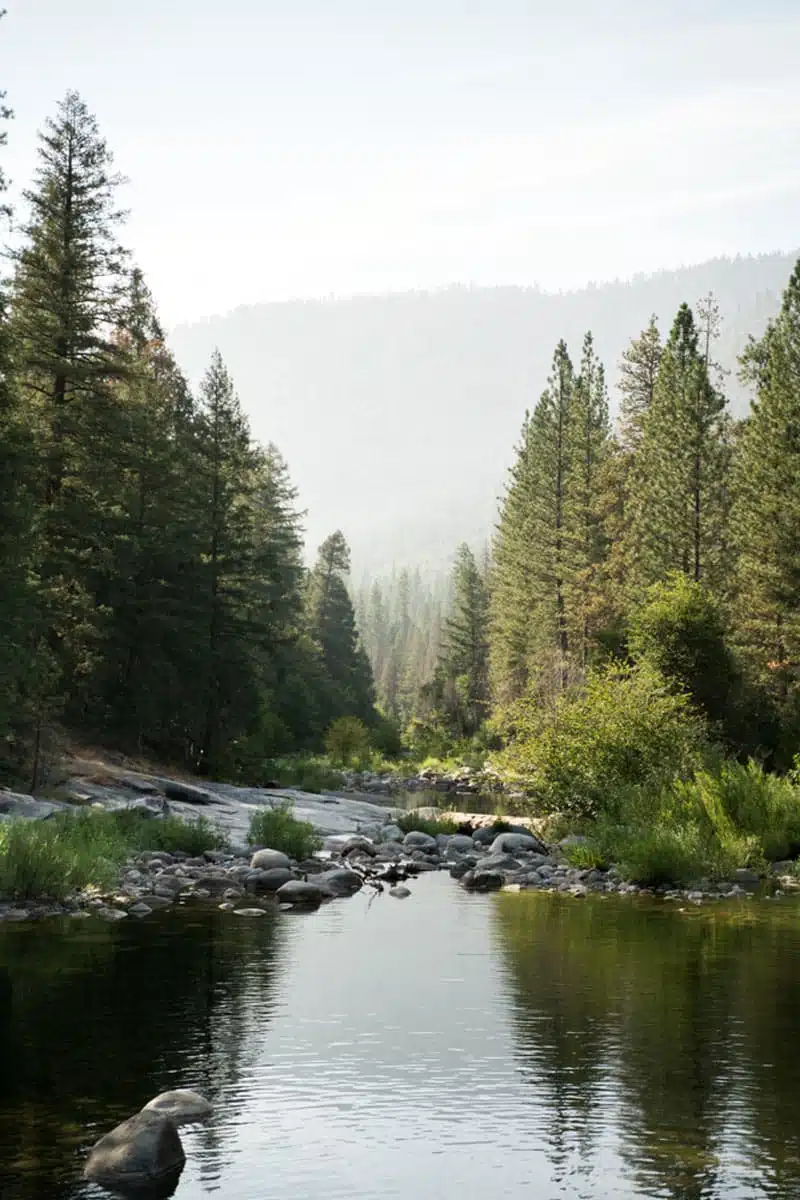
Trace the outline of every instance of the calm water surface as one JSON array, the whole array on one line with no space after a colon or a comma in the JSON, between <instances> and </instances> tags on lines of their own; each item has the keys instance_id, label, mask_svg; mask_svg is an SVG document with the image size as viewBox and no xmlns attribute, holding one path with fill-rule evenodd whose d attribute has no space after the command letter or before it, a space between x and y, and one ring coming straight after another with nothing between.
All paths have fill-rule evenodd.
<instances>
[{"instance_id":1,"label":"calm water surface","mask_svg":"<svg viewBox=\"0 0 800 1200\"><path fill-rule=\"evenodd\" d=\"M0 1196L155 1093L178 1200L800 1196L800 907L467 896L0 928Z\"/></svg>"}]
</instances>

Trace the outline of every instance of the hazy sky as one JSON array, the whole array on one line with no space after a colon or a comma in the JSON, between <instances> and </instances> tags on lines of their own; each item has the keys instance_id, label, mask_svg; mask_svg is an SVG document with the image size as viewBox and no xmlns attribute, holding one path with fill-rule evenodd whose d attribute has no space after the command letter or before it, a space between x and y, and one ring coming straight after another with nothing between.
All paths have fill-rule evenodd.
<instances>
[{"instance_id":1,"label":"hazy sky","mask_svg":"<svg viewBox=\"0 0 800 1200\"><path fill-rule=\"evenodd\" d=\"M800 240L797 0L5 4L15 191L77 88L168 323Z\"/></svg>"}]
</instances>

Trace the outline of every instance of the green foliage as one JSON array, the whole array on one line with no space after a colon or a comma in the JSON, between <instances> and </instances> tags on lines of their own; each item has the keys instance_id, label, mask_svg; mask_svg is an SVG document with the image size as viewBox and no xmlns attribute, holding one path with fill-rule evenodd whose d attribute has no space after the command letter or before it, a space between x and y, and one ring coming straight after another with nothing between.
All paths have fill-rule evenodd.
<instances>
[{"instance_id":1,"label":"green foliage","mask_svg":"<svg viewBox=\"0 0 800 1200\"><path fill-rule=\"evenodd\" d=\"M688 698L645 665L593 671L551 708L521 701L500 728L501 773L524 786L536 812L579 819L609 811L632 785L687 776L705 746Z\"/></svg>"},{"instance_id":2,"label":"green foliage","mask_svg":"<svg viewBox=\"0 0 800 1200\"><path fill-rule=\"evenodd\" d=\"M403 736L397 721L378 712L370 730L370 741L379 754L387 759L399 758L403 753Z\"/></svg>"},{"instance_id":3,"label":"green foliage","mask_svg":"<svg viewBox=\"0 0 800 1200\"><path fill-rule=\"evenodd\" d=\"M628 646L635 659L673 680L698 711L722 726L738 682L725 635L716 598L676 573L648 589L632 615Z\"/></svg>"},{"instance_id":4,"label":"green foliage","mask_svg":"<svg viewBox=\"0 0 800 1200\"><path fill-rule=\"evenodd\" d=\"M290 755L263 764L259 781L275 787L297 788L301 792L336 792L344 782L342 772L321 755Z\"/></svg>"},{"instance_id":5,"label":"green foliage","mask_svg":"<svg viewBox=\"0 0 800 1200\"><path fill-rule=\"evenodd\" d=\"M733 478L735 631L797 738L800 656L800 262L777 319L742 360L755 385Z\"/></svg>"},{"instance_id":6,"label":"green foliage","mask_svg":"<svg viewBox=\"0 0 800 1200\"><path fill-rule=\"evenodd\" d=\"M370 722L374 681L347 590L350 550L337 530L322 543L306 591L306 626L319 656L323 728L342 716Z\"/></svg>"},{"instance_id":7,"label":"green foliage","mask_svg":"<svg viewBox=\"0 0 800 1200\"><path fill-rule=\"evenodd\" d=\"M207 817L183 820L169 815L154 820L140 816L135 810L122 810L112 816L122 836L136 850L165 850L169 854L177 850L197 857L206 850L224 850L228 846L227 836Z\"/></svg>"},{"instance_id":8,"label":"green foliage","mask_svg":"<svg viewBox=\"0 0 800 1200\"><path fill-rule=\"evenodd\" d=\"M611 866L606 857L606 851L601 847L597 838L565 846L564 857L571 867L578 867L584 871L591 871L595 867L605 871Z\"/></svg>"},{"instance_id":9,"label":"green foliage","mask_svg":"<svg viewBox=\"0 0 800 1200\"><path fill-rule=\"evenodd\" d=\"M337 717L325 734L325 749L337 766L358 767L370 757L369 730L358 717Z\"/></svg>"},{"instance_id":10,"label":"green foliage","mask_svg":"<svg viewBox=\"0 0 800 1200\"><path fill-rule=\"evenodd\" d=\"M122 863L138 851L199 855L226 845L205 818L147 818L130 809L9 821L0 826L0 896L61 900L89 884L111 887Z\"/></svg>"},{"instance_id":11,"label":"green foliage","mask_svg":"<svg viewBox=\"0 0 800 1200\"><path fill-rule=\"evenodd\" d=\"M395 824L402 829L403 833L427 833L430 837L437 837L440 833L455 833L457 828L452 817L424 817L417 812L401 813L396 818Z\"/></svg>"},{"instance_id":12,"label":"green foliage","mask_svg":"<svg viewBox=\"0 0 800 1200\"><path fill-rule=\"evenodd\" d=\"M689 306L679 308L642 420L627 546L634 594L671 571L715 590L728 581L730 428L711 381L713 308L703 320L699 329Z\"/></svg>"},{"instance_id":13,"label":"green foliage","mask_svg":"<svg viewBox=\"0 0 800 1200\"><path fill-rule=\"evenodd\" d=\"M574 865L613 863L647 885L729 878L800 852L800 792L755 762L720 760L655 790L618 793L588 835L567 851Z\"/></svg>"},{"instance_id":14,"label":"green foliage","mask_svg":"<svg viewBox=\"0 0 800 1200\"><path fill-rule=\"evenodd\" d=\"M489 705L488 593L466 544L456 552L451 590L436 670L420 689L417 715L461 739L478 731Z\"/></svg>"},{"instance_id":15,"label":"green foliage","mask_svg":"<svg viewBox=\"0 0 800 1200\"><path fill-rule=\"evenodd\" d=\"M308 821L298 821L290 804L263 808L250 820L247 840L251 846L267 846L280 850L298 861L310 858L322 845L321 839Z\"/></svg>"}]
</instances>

Try it -
Without including any pictures, print all of the material exactly as given.

Task output -
Trace the outline of every instance of the calm water surface as one JSON array, the whole array on one line with no space after a colon or a comma in the JSON, between <instances> and </instances> tags on lines of their own; each item has the keys instance_id, label, mask_svg; mask_svg is an SVG document with the image size as viewBox and no xmlns attribute, holding one path with fill-rule evenodd whose d attribute has no space after the command letter or before it, a space between x and y, and one ring coming straight after another with nothing between.
All paths have fill-rule evenodd.
<instances>
[{"instance_id":1,"label":"calm water surface","mask_svg":"<svg viewBox=\"0 0 800 1200\"><path fill-rule=\"evenodd\" d=\"M0 1196L155 1093L178 1200L800 1196L800 907L467 896L0 928Z\"/></svg>"}]
</instances>

Trace the outline of every instance of the hazy sky as one JSON array, the whole array on one line with no space after a colon or a comma in the JSON, between <instances> and </instances> tags on lines of their own; each item has the keys instance_id, label, mask_svg; mask_svg is an SVG document with the image size as viewBox and no xmlns attribute, holding one path with fill-rule evenodd whose d attribute has no space after the command letter or before it, a space between x and y, and one ring coming straight after another with nothing between.
All paths have fill-rule evenodd.
<instances>
[{"instance_id":1,"label":"hazy sky","mask_svg":"<svg viewBox=\"0 0 800 1200\"><path fill-rule=\"evenodd\" d=\"M800 240L797 0L5 4L15 191L77 88L168 323Z\"/></svg>"}]
</instances>

Trace the outline of every instance of the green foliage as one JSON array, the whole array on one line with no space after a colon or a comma in the JSON, between <instances> and </instances> tags on lines of their own; each item has the keys instance_id, label, mask_svg; mask_svg is an SVG document with the image size as viewBox and no xmlns attribute, holding one path with fill-rule evenodd whose d attribute has no space after the command letter or before it, a space between x and y, and one ring coming straight after another with nothing between.
All paths have fill-rule evenodd.
<instances>
[{"instance_id":1,"label":"green foliage","mask_svg":"<svg viewBox=\"0 0 800 1200\"><path fill-rule=\"evenodd\" d=\"M688 698L645 665L593 671L551 708L521 701L500 728L501 773L524 786L536 812L579 819L609 811L632 785L687 776L705 746Z\"/></svg>"},{"instance_id":2,"label":"green foliage","mask_svg":"<svg viewBox=\"0 0 800 1200\"><path fill-rule=\"evenodd\" d=\"M403 736L397 721L378 712L370 730L370 741L379 754L387 759L399 758L403 753Z\"/></svg>"},{"instance_id":3,"label":"green foliage","mask_svg":"<svg viewBox=\"0 0 800 1200\"><path fill-rule=\"evenodd\" d=\"M628 646L635 659L673 680L698 711L722 726L738 682L725 635L716 598L676 573L648 589L632 615Z\"/></svg>"},{"instance_id":4,"label":"green foliage","mask_svg":"<svg viewBox=\"0 0 800 1200\"><path fill-rule=\"evenodd\" d=\"M290 755L263 764L259 781L275 787L297 788L301 792L336 792L344 782L342 772L321 755Z\"/></svg>"},{"instance_id":5,"label":"green foliage","mask_svg":"<svg viewBox=\"0 0 800 1200\"><path fill-rule=\"evenodd\" d=\"M733 478L735 631L797 738L800 656L800 262L777 319L742 360L755 385Z\"/></svg>"},{"instance_id":6,"label":"green foliage","mask_svg":"<svg viewBox=\"0 0 800 1200\"><path fill-rule=\"evenodd\" d=\"M370 722L374 681L347 590L350 550L337 530L322 543L306 591L306 626L319 656L323 728L342 716Z\"/></svg>"},{"instance_id":7,"label":"green foliage","mask_svg":"<svg viewBox=\"0 0 800 1200\"><path fill-rule=\"evenodd\" d=\"M207 817L183 820L169 815L154 820L140 816L135 810L122 810L112 816L122 836L136 850L165 850L169 854L177 850L197 857L206 850L224 850L228 846L227 836Z\"/></svg>"},{"instance_id":8,"label":"green foliage","mask_svg":"<svg viewBox=\"0 0 800 1200\"><path fill-rule=\"evenodd\" d=\"M611 866L606 857L606 851L601 847L597 838L565 846L564 857L571 867L578 867L584 871L591 871L595 867L605 871Z\"/></svg>"},{"instance_id":9,"label":"green foliage","mask_svg":"<svg viewBox=\"0 0 800 1200\"><path fill-rule=\"evenodd\" d=\"M337 717L325 734L325 749L337 766L358 767L370 757L369 730L358 717Z\"/></svg>"},{"instance_id":10,"label":"green foliage","mask_svg":"<svg viewBox=\"0 0 800 1200\"><path fill-rule=\"evenodd\" d=\"M122 863L138 851L199 855L226 845L205 818L147 818L130 809L9 821L0 826L0 896L61 900L89 884L111 887Z\"/></svg>"},{"instance_id":11,"label":"green foliage","mask_svg":"<svg viewBox=\"0 0 800 1200\"><path fill-rule=\"evenodd\" d=\"M395 824L402 829L403 833L427 833L430 837L437 837L440 833L455 833L457 828L452 817L424 817L417 812L401 813L396 818Z\"/></svg>"},{"instance_id":12,"label":"green foliage","mask_svg":"<svg viewBox=\"0 0 800 1200\"><path fill-rule=\"evenodd\" d=\"M689 306L679 308L642 420L627 546L634 594L671 571L715 590L728 581L730 428L711 381L713 308L703 320L699 329Z\"/></svg>"},{"instance_id":13,"label":"green foliage","mask_svg":"<svg viewBox=\"0 0 800 1200\"><path fill-rule=\"evenodd\" d=\"M574 865L613 863L647 885L729 878L800 852L800 792L755 762L720 760L655 790L618 793L588 835L567 851Z\"/></svg>"},{"instance_id":14,"label":"green foliage","mask_svg":"<svg viewBox=\"0 0 800 1200\"><path fill-rule=\"evenodd\" d=\"M489 705L488 593L466 544L456 552L451 590L436 670L420 689L417 715L461 739L478 731Z\"/></svg>"},{"instance_id":15,"label":"green foliage","mask_svg":"<svg viewBox=\"0 0 800 1200\"><path fill-rule=\"evenodd\" d=\"M308 821L298 821L290 804L263 808L250 820L247 840L251 846L267 846L280 850L298 861L310 858L322 845L321 839Z\"/></svg>"}]
</instances>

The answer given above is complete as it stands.